If a line in the data contains "could", copy it out.
+++ DATA FOR REVIEW +++
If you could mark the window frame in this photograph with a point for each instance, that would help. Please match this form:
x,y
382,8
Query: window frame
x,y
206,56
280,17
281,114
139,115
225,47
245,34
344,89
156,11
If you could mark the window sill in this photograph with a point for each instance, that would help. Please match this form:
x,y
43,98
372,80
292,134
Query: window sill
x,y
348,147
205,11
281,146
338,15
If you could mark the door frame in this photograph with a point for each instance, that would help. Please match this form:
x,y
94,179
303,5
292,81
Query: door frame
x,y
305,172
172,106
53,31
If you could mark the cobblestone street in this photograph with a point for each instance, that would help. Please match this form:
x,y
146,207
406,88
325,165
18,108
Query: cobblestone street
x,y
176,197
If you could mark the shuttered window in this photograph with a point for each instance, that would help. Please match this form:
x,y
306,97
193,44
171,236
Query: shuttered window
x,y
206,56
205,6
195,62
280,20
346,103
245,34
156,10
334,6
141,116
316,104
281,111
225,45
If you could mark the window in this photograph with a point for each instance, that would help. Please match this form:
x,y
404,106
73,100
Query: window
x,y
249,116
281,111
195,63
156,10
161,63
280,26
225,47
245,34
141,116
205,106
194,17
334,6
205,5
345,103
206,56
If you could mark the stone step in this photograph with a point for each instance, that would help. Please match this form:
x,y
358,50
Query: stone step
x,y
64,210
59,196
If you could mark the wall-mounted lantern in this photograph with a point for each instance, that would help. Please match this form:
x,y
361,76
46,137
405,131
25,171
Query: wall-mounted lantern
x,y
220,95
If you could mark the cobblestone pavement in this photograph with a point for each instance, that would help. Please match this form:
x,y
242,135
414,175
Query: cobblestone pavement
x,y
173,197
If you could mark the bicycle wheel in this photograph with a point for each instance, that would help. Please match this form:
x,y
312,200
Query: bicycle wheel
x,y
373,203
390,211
+++
RESPONSE >>
If you could mark the window frame in this photograph with a point for each instance, that would help. Please match this form:
If you could mark the window sill in this photograph with a point for each instance, that would help. Please match this form:
If you could mark the door frame in this photograph with a point for each instance, that would help. Please match this form:
If you could mark the cobblestone street in this photograph with a point for each instance, that would help. Please match this form:
If you could mark the shuttered window in this photograph with a point for each instance, that would help. Please match this form:
If you could mark the window in this photograph with a point for each instance, that would help. Please match this form:
If you could mark the stone step in this photograph with a point for each instance, that would help. Please match this form:
If you could mark the wall-mounted lantern in this photograph with a point for each instance, that would help. Please match this form:
If you could mark the cobblestone pavement in this photograph with a point for each instance, that would help. Please match this form:
If you could mark the bicycle wheel in this photograph with a point for each instance, that would help. Please match this form:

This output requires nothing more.